Aim of the task — Copy the listing below from its start through the line containing "x=165 y=427", both ends included, offsetting every x and y coordinate in the answers by -124 and leaving all other lines unchanged. Omit the pictures.

------ The records

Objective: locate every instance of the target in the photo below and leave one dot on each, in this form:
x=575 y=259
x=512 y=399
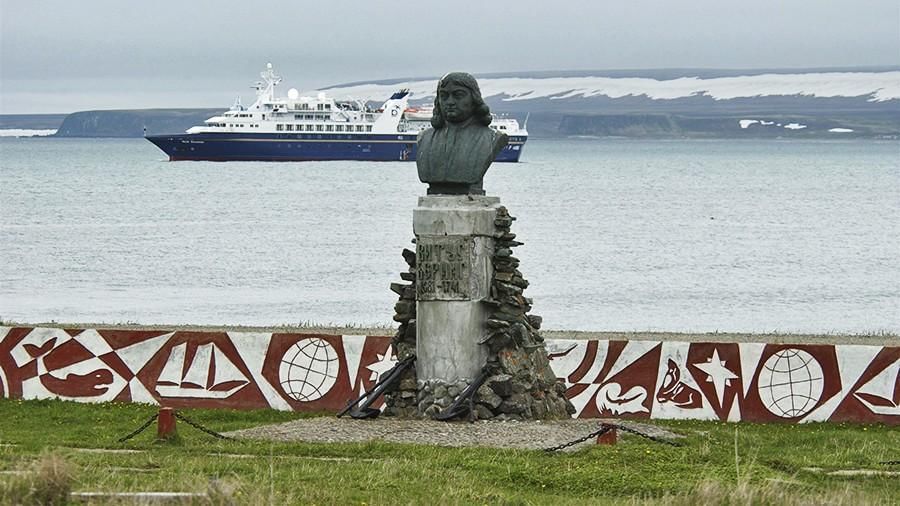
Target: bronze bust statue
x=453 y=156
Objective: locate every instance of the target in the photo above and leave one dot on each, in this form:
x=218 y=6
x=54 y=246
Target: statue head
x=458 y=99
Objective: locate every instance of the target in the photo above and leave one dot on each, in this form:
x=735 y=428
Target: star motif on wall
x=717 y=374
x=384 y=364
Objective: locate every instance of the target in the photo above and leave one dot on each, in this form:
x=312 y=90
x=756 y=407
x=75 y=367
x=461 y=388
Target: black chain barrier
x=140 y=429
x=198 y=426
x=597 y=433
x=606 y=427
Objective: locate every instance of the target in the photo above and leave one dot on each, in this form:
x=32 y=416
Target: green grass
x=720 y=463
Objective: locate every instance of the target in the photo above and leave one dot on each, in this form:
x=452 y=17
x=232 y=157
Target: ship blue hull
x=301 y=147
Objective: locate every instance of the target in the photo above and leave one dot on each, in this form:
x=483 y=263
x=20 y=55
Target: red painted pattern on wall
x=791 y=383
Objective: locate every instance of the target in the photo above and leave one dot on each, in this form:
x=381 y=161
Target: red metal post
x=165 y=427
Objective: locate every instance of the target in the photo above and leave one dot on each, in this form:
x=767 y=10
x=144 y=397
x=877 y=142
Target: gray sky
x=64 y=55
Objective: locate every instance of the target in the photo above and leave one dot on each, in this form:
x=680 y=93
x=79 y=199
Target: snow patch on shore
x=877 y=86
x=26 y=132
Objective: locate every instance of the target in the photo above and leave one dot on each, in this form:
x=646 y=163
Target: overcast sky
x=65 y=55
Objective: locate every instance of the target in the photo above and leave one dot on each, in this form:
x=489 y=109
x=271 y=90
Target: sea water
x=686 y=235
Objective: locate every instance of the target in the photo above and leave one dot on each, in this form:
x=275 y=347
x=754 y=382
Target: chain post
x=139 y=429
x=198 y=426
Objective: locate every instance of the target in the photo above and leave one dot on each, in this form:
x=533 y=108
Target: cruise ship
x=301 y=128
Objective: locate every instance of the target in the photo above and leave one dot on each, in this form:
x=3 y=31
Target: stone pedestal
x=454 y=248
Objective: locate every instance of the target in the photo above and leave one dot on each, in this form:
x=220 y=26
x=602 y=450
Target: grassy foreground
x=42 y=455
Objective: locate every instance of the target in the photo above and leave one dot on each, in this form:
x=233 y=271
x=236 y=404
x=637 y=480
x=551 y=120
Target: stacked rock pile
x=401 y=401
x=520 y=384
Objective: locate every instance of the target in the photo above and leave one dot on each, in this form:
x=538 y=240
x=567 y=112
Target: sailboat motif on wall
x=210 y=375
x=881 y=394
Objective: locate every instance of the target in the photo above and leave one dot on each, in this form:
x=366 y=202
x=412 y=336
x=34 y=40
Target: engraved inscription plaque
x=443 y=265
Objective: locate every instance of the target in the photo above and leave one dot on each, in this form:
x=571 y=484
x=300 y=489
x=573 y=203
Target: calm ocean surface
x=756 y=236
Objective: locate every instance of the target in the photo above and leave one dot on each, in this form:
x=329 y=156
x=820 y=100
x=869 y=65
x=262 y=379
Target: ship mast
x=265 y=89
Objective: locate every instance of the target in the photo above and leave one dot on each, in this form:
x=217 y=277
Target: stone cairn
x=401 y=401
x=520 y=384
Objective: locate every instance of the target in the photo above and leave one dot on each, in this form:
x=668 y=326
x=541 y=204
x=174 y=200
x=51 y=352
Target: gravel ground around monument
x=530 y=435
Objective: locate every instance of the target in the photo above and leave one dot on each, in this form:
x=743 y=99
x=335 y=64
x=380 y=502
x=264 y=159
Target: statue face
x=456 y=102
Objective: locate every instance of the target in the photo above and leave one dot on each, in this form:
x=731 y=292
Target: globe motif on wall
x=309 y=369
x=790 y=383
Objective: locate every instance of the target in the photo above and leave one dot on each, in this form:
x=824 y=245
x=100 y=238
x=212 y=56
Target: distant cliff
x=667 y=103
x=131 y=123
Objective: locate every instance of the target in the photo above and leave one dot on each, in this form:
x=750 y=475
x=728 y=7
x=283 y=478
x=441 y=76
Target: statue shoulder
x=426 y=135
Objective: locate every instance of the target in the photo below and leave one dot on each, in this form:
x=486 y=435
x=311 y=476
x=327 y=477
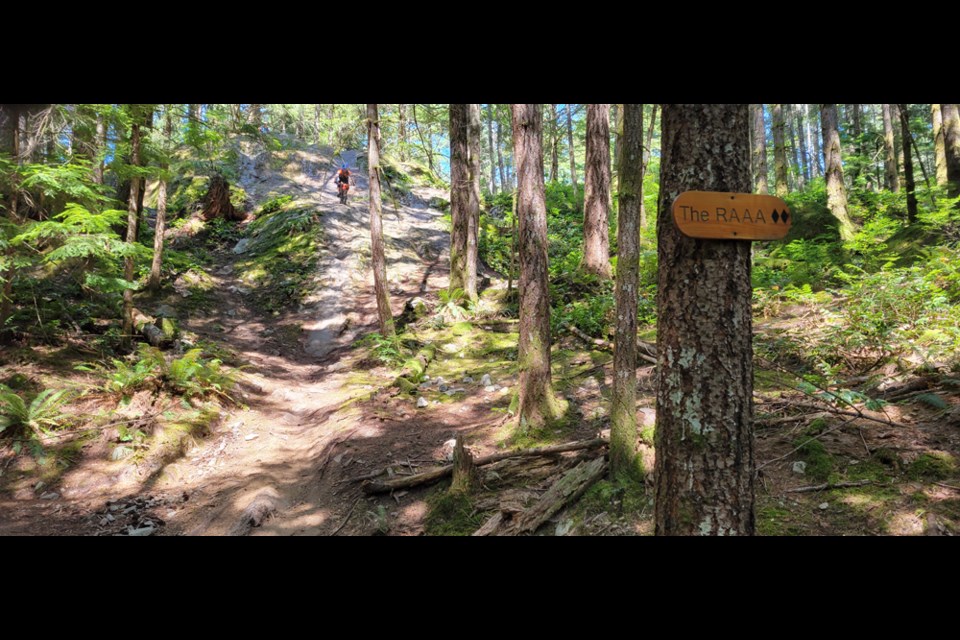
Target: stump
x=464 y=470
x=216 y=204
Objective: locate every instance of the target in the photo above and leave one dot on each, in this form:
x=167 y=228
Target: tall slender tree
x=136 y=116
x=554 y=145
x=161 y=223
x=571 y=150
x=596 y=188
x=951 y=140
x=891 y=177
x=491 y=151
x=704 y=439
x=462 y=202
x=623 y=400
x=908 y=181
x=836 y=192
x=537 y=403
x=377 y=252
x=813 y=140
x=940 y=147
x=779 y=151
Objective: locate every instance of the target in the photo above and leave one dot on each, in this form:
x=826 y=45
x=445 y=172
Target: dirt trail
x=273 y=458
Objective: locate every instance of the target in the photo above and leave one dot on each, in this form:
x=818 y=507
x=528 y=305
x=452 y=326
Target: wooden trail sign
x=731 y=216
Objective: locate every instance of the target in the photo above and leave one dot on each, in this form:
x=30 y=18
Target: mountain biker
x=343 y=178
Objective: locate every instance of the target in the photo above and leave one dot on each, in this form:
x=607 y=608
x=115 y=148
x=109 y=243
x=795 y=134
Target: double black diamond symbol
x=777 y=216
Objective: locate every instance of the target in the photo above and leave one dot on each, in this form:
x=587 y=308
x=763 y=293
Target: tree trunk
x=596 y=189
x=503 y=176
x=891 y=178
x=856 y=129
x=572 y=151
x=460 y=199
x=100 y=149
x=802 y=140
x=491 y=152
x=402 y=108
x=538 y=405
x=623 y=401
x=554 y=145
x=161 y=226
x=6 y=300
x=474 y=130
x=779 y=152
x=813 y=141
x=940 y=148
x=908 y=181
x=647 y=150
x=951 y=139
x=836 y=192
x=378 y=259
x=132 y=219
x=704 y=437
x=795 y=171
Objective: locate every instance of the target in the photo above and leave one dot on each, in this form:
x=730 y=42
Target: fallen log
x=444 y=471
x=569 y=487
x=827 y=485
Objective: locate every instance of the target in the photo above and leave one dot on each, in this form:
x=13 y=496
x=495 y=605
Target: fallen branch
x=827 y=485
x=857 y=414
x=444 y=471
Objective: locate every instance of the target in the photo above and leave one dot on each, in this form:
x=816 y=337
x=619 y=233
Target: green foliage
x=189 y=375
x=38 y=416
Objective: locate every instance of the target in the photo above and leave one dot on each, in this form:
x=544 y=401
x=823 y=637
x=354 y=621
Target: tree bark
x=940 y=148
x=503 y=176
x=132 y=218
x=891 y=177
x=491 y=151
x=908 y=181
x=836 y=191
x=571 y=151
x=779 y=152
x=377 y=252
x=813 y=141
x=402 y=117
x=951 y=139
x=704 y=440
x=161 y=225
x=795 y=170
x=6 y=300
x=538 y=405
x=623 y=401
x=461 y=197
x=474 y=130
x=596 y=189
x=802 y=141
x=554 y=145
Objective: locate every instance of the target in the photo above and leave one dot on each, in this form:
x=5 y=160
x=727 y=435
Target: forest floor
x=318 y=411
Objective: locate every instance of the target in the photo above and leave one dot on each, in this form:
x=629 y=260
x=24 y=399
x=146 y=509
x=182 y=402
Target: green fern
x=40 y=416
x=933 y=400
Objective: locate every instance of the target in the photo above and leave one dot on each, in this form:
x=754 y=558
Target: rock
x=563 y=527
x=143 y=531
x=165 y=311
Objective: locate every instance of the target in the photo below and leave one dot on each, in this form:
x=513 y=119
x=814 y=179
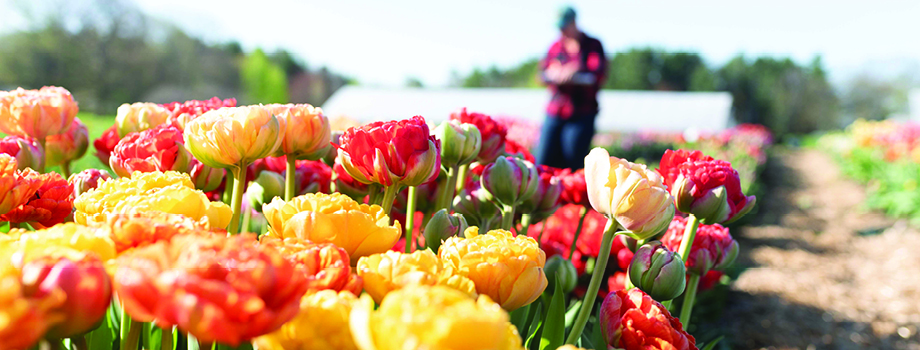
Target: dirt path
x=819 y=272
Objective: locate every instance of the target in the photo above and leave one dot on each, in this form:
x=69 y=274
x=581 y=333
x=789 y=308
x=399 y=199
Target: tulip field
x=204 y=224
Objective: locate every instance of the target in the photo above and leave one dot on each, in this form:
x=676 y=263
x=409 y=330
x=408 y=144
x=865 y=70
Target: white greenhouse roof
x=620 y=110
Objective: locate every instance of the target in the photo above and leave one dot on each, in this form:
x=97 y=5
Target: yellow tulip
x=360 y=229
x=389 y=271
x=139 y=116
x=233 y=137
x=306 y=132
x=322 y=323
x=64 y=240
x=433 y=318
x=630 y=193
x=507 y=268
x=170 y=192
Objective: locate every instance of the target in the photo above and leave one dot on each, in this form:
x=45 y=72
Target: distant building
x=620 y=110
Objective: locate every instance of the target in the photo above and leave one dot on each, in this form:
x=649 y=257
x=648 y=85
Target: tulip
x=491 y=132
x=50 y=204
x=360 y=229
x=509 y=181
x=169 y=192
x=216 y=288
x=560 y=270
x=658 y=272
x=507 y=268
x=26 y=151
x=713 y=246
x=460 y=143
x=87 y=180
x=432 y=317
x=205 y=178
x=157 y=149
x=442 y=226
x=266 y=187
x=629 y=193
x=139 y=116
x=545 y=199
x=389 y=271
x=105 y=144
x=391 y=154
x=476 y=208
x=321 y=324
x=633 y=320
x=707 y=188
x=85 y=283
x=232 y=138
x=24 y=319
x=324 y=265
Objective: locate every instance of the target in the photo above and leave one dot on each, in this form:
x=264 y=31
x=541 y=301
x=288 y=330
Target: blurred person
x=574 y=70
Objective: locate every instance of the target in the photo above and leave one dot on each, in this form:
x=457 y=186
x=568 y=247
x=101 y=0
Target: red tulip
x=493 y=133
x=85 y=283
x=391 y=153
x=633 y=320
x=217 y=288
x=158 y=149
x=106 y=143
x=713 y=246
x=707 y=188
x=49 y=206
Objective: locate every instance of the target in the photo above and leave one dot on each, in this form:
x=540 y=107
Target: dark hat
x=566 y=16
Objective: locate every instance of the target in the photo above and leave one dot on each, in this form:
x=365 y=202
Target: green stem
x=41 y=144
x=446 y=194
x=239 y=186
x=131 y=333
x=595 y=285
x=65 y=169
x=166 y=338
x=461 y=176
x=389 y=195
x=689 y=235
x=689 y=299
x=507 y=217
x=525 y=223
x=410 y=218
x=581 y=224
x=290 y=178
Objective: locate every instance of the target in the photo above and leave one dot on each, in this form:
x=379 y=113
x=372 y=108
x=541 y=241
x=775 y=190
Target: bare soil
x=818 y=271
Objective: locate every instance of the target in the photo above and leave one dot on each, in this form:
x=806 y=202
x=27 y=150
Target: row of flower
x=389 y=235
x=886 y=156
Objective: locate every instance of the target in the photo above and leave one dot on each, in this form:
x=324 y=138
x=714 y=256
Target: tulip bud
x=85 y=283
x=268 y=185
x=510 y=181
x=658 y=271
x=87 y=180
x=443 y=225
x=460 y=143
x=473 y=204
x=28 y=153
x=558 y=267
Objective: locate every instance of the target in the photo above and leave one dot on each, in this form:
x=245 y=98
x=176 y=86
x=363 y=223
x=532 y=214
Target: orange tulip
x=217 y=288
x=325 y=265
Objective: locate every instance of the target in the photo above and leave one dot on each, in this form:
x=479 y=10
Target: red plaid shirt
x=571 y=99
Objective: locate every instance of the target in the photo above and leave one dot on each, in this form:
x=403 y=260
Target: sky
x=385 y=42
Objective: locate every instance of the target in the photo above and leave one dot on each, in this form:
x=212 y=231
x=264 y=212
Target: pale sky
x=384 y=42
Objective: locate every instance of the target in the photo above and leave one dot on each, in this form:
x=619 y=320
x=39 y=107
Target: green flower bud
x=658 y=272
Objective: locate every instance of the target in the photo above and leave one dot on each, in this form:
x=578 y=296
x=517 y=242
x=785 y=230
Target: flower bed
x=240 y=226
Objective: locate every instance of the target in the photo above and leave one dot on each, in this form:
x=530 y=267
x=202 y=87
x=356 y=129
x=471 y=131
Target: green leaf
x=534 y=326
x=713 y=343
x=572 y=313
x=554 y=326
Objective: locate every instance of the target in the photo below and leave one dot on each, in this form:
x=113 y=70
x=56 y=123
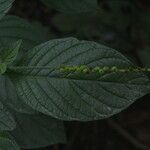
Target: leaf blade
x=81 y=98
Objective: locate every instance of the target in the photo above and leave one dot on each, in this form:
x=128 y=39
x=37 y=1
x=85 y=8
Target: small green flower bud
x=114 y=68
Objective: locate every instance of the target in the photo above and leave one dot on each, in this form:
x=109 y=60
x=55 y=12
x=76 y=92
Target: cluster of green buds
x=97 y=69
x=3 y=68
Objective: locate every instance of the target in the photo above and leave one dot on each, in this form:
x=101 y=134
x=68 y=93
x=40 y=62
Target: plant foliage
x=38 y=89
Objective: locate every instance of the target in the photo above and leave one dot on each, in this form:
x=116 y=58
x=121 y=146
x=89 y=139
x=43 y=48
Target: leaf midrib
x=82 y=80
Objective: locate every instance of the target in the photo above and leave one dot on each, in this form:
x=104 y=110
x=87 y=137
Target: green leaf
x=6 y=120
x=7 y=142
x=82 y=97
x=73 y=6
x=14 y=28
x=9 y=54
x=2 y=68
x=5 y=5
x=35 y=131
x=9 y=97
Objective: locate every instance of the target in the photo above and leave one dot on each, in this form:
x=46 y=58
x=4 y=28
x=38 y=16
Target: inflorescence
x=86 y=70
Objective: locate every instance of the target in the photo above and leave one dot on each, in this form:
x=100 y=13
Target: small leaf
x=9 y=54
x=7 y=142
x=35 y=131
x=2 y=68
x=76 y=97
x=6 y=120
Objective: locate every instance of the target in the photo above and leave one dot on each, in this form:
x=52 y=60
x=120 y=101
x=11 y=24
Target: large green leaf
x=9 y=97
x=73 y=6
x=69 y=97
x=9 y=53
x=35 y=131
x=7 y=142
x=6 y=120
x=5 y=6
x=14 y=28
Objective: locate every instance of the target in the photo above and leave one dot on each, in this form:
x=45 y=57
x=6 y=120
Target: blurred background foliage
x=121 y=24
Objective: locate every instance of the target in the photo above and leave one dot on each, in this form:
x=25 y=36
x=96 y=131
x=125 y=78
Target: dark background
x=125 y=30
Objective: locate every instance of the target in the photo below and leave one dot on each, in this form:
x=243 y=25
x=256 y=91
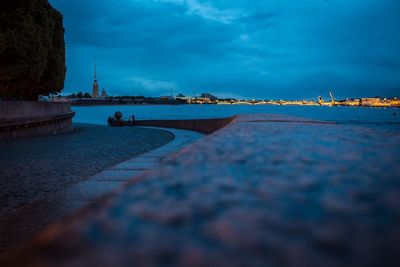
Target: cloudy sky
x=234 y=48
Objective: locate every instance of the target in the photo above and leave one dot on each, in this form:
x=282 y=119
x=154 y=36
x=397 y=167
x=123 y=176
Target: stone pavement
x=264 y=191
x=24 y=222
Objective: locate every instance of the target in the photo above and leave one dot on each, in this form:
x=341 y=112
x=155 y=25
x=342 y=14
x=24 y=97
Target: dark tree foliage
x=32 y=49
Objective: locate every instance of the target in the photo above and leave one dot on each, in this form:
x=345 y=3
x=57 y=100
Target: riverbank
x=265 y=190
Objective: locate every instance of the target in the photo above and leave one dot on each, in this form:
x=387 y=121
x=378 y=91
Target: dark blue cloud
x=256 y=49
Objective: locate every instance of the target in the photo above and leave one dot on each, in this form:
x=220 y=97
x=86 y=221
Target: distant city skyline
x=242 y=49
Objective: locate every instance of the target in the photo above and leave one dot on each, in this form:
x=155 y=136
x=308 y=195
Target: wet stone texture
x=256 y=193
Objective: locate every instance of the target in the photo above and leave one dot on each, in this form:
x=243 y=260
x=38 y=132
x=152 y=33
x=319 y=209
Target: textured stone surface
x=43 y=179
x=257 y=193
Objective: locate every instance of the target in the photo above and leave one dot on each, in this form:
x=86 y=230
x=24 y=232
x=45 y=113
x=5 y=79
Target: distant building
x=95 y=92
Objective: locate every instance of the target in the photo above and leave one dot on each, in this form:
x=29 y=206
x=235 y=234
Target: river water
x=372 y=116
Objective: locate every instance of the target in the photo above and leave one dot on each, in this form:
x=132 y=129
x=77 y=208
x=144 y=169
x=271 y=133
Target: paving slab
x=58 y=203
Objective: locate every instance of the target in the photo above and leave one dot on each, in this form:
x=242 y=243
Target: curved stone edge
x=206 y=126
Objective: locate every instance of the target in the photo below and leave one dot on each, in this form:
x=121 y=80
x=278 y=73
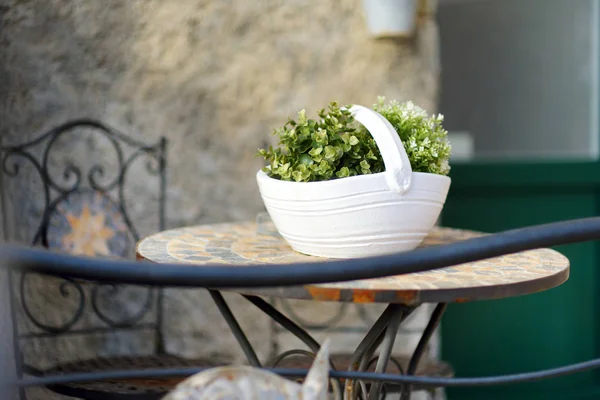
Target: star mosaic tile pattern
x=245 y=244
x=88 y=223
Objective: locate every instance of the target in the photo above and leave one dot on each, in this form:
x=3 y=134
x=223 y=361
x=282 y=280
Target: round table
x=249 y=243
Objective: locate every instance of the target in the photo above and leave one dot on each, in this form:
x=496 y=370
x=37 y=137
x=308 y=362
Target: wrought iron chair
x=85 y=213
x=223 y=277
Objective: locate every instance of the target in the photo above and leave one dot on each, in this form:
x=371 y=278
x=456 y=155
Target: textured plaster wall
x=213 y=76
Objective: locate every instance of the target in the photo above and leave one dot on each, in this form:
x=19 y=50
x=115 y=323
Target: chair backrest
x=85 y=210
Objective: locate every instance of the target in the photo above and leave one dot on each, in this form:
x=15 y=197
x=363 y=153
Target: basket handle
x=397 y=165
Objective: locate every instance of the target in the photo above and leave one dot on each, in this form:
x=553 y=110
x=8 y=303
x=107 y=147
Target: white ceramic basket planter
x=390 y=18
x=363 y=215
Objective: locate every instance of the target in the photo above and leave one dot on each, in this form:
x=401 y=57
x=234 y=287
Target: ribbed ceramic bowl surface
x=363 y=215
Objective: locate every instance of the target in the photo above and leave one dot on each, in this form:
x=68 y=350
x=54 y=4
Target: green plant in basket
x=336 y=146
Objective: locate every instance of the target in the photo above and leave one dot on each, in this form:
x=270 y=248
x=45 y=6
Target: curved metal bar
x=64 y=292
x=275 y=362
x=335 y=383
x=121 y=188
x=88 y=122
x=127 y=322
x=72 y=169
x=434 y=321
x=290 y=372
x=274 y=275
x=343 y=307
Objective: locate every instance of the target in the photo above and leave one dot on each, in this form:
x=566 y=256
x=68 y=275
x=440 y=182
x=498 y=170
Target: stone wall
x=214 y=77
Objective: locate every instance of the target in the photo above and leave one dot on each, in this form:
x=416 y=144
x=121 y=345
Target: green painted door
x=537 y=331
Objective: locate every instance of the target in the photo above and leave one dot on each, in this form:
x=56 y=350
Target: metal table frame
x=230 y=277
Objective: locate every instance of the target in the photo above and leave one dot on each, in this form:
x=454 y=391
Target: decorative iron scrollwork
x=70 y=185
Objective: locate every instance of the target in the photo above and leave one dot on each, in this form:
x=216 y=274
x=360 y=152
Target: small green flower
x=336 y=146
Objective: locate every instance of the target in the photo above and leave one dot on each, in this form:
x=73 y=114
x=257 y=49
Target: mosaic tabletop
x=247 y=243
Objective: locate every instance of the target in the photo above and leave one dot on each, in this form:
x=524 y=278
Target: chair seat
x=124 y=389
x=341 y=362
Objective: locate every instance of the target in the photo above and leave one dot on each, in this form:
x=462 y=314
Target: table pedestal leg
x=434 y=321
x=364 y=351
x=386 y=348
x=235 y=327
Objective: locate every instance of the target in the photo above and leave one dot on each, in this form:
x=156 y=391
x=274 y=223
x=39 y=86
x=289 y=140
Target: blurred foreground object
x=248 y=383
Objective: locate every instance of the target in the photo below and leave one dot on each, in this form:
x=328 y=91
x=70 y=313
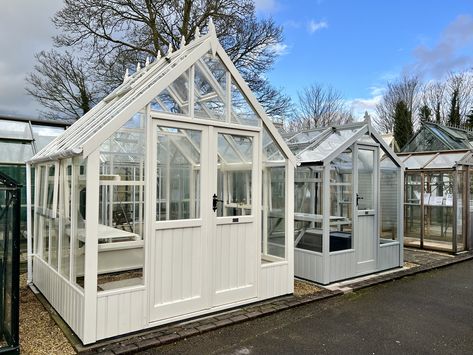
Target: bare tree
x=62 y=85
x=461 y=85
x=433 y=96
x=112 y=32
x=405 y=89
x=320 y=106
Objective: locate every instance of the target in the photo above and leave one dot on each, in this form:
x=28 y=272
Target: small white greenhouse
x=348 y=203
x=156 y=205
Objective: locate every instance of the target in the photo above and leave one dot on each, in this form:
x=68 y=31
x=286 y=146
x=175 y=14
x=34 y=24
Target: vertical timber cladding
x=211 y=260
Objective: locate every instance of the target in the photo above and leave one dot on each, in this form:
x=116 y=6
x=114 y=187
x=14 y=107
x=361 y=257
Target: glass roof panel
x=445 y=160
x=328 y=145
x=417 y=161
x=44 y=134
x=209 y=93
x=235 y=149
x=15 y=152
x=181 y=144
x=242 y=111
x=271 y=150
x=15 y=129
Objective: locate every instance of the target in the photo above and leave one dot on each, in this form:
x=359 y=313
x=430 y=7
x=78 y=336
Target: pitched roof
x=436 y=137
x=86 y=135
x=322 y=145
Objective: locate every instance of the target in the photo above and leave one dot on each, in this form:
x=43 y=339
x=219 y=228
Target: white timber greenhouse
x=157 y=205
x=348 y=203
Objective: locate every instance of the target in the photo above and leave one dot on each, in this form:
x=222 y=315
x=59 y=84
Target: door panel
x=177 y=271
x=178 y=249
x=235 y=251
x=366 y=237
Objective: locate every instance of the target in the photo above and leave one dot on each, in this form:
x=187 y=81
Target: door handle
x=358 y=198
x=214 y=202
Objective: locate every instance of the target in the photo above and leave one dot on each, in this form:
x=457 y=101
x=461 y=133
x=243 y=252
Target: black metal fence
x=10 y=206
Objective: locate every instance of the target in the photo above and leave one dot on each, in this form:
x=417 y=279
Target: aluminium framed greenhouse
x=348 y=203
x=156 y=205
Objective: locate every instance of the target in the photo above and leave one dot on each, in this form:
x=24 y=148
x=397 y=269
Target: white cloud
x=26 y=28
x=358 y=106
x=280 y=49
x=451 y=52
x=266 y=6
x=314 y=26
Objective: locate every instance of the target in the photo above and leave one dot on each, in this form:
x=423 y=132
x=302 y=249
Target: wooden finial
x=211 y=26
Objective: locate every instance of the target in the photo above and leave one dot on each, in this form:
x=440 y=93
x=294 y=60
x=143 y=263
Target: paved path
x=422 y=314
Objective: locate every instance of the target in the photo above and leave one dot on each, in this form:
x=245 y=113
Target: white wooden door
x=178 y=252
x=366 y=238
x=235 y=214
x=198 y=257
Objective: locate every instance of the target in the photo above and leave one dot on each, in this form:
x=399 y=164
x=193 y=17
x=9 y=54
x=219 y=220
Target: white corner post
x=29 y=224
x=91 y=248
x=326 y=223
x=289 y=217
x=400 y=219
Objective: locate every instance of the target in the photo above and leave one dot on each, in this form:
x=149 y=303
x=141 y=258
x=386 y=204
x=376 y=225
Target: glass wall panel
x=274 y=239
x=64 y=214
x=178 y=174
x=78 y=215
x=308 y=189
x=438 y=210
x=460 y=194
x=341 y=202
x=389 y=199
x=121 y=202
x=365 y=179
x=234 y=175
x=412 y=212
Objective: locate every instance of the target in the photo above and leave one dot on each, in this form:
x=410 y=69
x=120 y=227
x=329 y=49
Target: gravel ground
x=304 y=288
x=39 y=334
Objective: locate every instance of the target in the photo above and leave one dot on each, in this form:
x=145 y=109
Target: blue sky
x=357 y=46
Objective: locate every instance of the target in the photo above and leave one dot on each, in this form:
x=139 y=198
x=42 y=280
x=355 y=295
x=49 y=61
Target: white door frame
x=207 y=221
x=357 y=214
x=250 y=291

------------

Full response —
Objective: locate every instance of the target in the photo below and leave one dot on each, in this form:
x=575 y=259
x=512 y=399
Target: bronze bust statue
x=329 y=32
Objective: locate every instance of the target in the photo above and leave one dot on each, in this form:
x=218 y=6
x=54 y=246
Target: statue head
x=334 y=-25
Objective: locate every instance of the target in the photo above and leave one dot on each, in this form:
x=735 y=428
Target: star motif on wall
x=593 y=250
x=260 y=240
Objective: locate every instance of the target in the photo above and leave one dot on each, in this form:
x=312 y=90
x=756 y=407
x=75 y=367
x=461 y=388
Target: black chain barrier
x=16 y=305
x=74 y=302
x=473 y=309
x=482 y=303
Objective: locate every instance of the target in the photo above and leave one dot on each, in this form:
x=32 y=416
Target: green grass
x=596 y=339
Objective: locate every instance of the target in the photo above and leave one dot on each, in this form:
x=452 y=17
x=232 y=157
Target: ship blue hull
x=177 y=23
Objective: locate every instance of the target in the photo above and leave one dot on each, in this form:
x=483 y=263
x=20 y=55
Target: red painted pattern on wall
x=667 y=259
Objective: locate every instance of the target in the photo above and leave one dot on each, in this form:
x=381 y=161
Target: red metal post
x=41 y=303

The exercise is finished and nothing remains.